What you will do:
Copy the data from the line that contains "Where can the large white" to its last line, exactly, including both of those lines and leaving out everything before.

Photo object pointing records
-=-=-=-=-

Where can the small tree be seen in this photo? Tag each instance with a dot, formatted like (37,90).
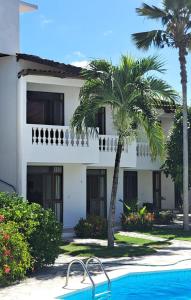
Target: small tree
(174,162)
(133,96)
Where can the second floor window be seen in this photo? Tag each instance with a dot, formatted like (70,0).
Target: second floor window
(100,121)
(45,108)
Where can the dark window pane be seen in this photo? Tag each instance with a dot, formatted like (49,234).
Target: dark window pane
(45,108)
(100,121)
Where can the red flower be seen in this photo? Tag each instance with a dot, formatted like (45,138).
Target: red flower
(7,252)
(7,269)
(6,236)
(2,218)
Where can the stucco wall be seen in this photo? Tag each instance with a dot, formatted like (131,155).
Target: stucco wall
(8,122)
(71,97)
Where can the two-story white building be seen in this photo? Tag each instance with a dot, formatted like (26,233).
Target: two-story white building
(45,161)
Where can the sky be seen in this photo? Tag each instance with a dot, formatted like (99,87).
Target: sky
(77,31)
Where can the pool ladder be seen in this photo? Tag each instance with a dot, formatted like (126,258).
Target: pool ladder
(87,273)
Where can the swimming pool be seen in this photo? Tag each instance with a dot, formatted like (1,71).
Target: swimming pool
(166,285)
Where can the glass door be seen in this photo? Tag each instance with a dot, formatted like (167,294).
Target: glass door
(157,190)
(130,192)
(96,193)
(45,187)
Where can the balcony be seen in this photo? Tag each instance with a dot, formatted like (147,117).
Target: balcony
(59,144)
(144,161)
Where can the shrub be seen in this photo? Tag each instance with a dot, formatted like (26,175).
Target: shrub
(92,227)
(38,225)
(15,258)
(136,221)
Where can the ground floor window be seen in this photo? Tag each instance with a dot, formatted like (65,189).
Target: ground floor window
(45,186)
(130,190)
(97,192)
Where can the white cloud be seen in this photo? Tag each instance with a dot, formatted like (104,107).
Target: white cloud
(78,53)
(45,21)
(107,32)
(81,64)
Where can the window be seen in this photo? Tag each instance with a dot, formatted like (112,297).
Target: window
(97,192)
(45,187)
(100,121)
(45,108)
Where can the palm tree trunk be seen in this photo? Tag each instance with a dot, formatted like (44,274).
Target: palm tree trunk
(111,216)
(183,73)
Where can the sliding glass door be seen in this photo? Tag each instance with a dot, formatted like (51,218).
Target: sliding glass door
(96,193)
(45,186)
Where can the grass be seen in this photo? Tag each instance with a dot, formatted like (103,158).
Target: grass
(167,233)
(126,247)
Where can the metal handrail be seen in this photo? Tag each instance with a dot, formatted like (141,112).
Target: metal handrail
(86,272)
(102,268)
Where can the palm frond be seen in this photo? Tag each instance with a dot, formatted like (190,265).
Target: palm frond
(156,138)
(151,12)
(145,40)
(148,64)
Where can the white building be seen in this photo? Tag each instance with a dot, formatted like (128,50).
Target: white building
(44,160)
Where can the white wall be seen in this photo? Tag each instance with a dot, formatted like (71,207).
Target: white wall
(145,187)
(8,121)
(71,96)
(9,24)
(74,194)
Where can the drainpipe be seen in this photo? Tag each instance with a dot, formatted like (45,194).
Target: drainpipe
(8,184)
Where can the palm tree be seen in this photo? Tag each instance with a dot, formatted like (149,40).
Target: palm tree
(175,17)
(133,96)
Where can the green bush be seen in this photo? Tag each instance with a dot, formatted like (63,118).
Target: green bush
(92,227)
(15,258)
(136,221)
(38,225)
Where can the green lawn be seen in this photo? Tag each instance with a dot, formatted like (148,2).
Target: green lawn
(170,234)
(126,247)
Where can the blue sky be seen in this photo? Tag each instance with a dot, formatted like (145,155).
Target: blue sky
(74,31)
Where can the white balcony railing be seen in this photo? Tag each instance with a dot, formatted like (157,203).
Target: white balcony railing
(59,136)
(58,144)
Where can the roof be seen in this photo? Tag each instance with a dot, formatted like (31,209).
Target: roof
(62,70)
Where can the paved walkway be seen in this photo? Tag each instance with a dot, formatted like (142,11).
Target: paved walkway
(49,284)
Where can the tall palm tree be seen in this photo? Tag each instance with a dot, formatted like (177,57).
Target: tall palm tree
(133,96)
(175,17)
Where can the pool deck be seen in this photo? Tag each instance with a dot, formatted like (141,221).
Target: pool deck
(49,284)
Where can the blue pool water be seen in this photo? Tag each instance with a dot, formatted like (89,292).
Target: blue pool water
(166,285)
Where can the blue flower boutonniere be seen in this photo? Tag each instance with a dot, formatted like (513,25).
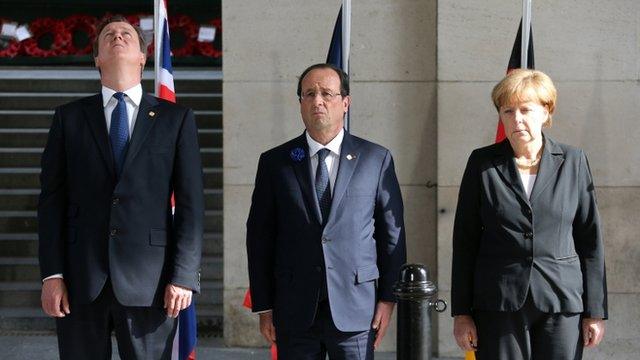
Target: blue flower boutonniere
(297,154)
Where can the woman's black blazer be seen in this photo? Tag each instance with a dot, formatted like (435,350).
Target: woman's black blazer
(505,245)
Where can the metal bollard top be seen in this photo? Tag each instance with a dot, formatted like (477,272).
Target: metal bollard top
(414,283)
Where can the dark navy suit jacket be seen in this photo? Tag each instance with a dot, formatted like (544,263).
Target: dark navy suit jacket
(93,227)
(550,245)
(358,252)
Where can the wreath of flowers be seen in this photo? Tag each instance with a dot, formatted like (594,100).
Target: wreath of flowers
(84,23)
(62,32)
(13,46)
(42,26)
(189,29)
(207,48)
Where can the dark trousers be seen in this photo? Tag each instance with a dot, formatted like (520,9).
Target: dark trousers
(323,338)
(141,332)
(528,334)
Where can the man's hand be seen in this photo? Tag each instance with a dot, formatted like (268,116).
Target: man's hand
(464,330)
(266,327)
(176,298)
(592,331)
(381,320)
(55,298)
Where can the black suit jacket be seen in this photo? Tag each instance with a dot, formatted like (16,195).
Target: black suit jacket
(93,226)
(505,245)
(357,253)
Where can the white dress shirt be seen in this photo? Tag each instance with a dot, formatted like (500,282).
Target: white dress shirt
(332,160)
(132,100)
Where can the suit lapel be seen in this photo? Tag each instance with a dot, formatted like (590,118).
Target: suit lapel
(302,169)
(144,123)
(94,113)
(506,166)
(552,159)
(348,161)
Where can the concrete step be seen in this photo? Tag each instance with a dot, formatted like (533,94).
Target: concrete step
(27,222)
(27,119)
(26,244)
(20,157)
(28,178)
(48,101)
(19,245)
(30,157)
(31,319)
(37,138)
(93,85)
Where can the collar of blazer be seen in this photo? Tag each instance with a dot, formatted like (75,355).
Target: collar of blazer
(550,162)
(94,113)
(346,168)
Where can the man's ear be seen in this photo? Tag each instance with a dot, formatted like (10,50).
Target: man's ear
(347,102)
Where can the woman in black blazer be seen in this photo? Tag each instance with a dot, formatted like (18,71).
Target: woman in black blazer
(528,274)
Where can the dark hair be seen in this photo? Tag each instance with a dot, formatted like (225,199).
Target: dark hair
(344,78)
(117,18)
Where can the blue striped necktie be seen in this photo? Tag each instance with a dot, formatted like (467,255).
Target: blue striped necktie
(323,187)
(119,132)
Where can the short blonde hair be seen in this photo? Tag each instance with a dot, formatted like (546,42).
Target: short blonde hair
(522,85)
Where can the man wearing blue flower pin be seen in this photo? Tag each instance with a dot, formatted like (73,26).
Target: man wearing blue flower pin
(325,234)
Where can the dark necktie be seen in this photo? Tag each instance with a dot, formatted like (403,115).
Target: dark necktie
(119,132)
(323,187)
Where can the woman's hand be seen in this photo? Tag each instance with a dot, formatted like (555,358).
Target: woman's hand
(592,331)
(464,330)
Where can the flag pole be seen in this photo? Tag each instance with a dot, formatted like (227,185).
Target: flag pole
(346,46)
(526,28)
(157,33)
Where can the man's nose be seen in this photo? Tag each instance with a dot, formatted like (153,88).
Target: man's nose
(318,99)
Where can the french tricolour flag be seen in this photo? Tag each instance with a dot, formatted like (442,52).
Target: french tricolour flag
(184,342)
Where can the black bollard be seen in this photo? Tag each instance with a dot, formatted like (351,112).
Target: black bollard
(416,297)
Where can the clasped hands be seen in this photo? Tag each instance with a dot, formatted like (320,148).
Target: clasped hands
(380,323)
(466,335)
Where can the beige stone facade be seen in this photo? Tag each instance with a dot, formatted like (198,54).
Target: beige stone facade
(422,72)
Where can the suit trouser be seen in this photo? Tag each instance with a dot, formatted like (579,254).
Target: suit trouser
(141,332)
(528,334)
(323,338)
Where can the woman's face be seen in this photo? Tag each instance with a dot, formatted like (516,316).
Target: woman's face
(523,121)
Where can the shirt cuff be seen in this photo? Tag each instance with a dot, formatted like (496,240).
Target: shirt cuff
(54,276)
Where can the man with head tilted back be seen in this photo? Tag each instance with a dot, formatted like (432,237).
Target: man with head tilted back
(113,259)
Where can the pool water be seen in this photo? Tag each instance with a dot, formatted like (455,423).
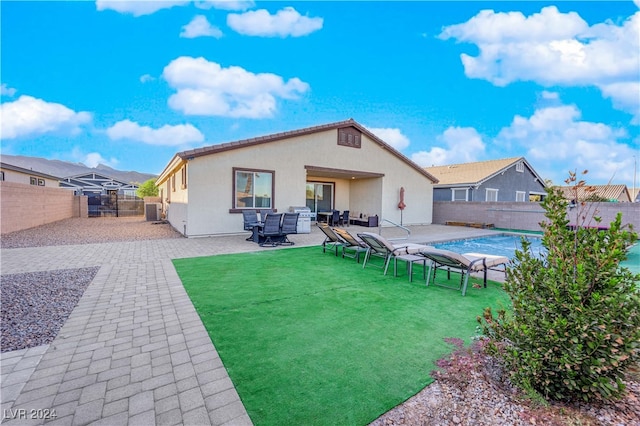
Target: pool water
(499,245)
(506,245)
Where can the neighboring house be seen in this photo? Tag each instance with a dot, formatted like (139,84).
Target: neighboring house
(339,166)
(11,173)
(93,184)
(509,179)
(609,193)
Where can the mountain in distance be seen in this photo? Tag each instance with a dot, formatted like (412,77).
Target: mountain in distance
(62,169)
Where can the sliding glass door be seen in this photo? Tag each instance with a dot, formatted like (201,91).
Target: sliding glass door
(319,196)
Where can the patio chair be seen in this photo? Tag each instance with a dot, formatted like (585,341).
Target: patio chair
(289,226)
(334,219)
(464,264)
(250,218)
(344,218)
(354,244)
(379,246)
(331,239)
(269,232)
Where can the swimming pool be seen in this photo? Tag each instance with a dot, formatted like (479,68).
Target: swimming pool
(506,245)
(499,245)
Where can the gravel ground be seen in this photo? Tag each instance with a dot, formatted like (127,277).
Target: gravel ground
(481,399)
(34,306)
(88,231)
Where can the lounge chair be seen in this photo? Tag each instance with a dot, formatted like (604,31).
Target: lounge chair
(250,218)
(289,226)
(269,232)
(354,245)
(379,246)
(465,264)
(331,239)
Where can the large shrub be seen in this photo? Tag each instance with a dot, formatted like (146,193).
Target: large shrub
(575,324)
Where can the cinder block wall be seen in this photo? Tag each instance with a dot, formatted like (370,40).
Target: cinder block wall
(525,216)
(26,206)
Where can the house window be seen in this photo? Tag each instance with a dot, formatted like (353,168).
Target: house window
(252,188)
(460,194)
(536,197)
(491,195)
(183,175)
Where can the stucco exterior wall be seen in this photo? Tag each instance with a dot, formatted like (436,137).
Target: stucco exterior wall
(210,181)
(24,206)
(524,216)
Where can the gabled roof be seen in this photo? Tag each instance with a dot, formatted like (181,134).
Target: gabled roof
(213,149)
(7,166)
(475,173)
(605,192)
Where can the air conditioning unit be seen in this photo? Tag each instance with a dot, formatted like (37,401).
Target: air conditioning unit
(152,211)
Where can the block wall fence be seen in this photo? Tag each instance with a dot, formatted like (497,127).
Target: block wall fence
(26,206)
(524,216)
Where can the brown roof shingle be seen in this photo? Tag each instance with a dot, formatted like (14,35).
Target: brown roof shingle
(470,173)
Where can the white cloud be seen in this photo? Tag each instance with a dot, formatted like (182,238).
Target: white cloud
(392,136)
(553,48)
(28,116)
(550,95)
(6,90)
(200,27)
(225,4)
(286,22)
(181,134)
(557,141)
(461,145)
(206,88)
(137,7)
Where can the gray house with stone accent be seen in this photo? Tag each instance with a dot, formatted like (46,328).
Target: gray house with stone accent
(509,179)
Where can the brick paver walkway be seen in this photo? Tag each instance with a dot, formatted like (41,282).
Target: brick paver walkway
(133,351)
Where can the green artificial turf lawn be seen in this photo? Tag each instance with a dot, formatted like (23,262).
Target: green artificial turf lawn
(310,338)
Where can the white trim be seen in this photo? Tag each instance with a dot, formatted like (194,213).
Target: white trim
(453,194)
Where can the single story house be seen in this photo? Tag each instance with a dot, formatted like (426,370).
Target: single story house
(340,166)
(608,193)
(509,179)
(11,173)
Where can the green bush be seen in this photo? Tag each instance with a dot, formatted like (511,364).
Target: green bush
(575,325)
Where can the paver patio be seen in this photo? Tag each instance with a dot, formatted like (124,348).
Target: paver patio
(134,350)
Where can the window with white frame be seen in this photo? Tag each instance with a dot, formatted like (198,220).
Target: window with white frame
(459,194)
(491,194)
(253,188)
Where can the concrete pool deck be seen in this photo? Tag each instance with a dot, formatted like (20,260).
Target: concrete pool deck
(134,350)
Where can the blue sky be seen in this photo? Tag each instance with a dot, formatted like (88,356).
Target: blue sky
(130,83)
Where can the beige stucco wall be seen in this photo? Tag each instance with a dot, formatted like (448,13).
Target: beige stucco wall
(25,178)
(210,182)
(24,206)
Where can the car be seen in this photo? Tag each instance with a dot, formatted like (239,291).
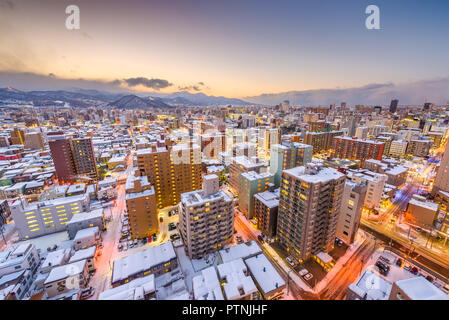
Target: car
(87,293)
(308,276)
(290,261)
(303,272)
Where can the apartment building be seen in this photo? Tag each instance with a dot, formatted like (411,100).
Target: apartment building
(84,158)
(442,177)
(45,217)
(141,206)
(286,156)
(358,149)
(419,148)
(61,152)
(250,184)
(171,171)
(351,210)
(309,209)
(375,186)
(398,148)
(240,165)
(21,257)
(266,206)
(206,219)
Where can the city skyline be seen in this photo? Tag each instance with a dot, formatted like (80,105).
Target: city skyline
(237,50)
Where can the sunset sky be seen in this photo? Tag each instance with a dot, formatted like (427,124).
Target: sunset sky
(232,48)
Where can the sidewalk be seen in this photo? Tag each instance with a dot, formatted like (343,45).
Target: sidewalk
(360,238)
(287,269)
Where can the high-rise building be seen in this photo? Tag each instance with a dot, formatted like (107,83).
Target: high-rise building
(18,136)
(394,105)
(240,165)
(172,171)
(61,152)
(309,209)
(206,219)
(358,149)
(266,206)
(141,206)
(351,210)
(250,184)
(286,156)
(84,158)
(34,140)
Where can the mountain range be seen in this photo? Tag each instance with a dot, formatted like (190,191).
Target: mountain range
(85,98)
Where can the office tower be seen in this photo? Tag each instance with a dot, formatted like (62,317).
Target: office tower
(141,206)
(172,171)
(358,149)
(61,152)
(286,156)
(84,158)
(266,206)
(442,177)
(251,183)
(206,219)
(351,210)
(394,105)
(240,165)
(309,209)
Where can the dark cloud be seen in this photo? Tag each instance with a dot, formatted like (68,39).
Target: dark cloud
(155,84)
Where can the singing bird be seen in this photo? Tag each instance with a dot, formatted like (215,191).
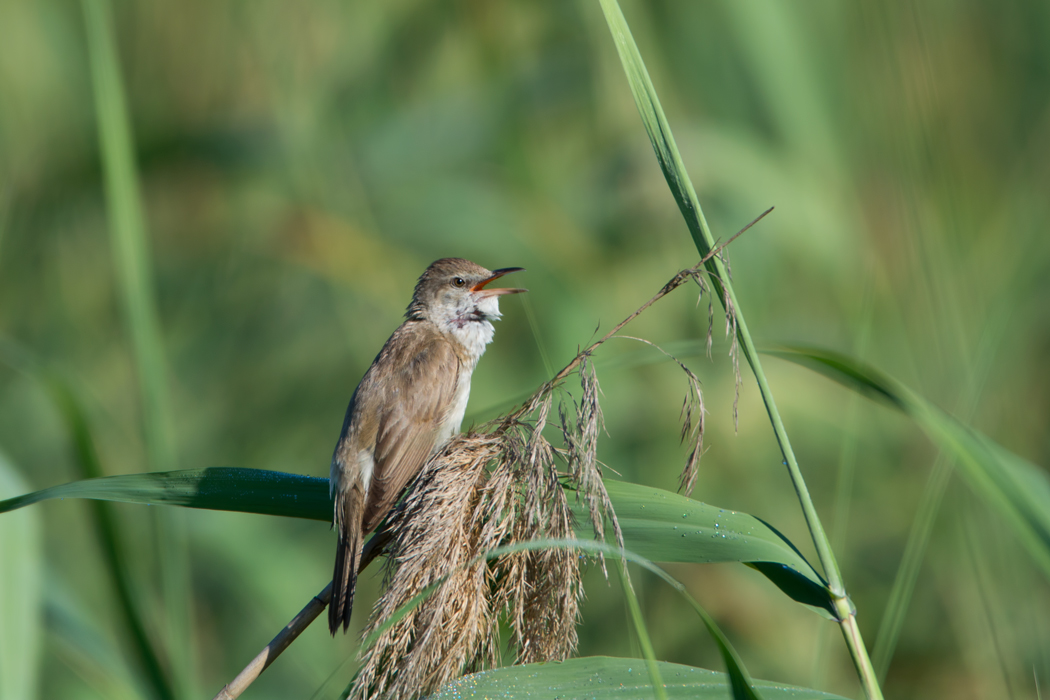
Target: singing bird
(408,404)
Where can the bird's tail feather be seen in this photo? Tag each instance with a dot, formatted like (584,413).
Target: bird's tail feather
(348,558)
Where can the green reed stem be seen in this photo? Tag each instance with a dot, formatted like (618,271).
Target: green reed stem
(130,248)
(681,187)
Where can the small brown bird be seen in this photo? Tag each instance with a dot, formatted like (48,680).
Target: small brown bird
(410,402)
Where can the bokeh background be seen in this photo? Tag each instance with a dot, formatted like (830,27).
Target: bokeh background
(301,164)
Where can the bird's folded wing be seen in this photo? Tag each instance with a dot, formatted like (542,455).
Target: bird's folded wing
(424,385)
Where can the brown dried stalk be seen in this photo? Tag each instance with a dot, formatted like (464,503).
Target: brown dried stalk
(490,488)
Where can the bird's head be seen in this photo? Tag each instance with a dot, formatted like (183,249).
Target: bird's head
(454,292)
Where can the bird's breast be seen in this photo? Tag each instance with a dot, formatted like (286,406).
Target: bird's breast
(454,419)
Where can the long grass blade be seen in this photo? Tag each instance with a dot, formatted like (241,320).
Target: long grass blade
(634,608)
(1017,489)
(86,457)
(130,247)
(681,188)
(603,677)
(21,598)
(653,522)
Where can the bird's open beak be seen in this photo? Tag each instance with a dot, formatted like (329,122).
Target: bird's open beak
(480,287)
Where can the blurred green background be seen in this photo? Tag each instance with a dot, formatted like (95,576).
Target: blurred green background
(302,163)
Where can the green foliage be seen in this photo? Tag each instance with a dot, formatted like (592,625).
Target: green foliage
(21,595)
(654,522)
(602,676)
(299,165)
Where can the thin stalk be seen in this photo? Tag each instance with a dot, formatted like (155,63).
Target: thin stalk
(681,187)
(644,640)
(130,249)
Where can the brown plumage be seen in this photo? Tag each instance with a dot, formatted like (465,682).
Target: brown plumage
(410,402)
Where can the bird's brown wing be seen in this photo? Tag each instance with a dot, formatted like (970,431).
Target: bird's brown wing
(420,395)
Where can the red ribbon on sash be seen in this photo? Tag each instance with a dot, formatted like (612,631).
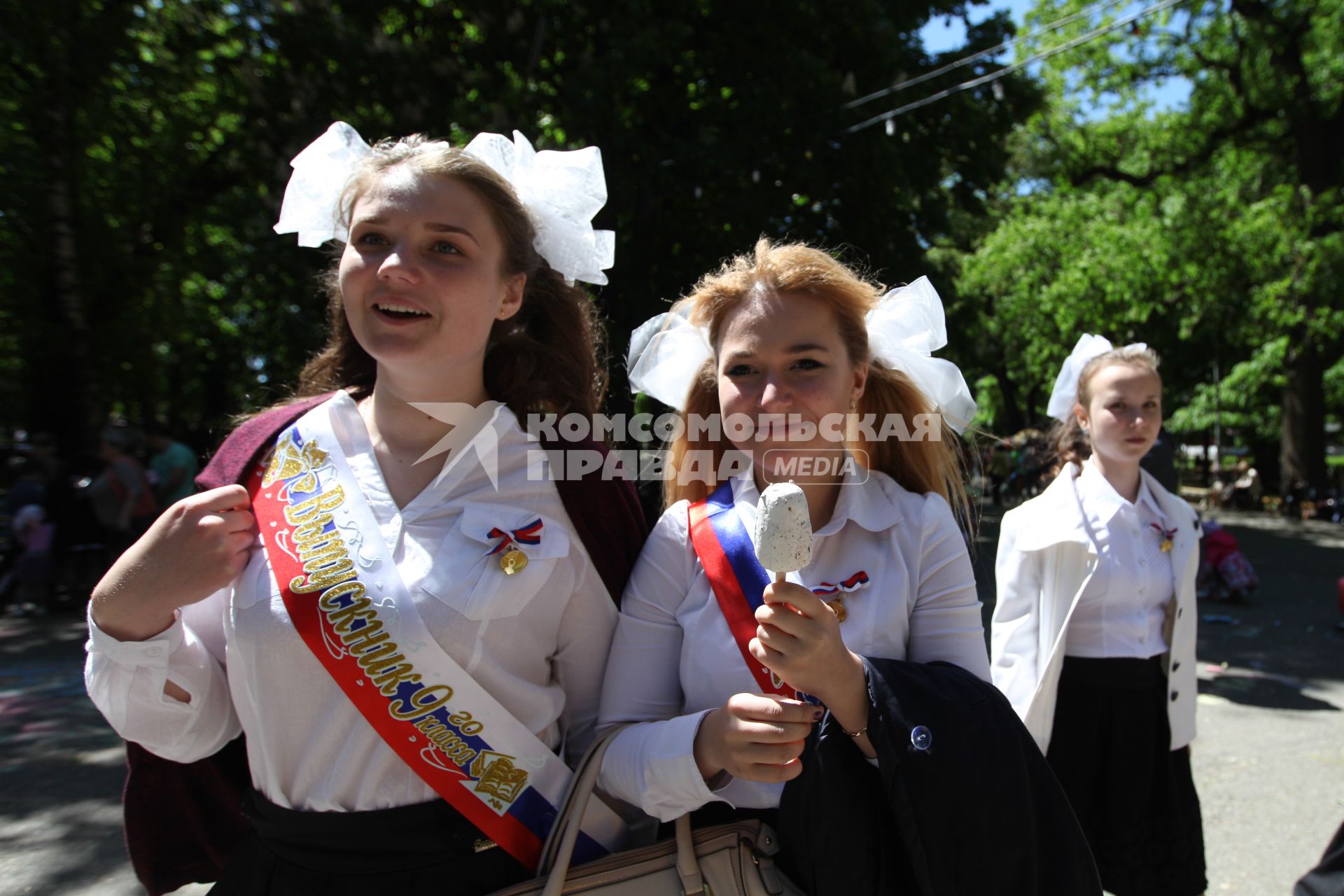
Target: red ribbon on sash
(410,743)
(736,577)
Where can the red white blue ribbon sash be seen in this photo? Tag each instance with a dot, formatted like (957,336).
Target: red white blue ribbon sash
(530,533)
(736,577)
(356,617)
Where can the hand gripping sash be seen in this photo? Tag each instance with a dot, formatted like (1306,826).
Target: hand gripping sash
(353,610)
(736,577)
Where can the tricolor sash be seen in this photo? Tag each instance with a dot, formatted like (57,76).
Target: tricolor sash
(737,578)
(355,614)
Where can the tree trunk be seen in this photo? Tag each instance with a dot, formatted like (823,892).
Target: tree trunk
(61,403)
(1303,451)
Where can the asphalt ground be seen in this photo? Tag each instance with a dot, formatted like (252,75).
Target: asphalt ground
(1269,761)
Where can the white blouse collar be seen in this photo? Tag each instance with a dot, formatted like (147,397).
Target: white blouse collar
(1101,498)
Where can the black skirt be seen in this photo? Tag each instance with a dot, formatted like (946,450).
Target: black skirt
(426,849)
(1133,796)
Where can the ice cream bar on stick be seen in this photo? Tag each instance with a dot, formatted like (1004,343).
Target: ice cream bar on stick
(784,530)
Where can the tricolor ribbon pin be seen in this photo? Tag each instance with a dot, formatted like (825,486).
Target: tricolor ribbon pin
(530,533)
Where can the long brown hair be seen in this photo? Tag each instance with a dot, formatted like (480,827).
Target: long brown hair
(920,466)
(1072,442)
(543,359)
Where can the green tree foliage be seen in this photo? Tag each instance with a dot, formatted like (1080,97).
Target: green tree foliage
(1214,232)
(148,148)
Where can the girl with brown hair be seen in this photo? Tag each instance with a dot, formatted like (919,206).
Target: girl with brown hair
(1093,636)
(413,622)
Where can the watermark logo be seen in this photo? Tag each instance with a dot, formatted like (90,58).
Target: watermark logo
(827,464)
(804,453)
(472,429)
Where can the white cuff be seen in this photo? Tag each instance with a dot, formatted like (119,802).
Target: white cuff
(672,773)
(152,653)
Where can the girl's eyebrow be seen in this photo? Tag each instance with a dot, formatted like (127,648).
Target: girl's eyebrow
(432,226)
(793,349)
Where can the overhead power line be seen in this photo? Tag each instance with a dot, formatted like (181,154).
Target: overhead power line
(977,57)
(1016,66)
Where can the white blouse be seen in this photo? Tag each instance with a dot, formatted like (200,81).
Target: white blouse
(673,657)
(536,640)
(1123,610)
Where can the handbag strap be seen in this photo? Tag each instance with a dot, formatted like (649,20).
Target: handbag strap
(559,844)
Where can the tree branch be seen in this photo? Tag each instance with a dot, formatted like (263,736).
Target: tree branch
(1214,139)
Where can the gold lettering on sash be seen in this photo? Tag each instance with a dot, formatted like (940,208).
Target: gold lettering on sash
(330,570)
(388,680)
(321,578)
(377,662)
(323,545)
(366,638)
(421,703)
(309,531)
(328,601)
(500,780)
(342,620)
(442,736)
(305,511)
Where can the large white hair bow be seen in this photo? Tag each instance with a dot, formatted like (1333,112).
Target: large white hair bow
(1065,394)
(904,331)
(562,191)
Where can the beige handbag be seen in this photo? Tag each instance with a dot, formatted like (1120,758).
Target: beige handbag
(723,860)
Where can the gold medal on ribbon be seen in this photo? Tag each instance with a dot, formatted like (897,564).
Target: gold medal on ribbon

-=-=-=-=-

Solved exercise:
Where can the large white hair bow be seen in this photo? Tag each instance with a dot, formatted like (1333,112).
Target: large white hair bow
(1065,394)
(904,331)
(562,191)
Where can the beige handbag be seen in this photo? Tag each instance with a dot, formatted like (1120,758).
Target: beige handbag
(723,860)
Where can the gold medal on ribbon be seen in this photo? Tag each instance with a dot, formatted like (897,564).
Target: gold medal on ribbon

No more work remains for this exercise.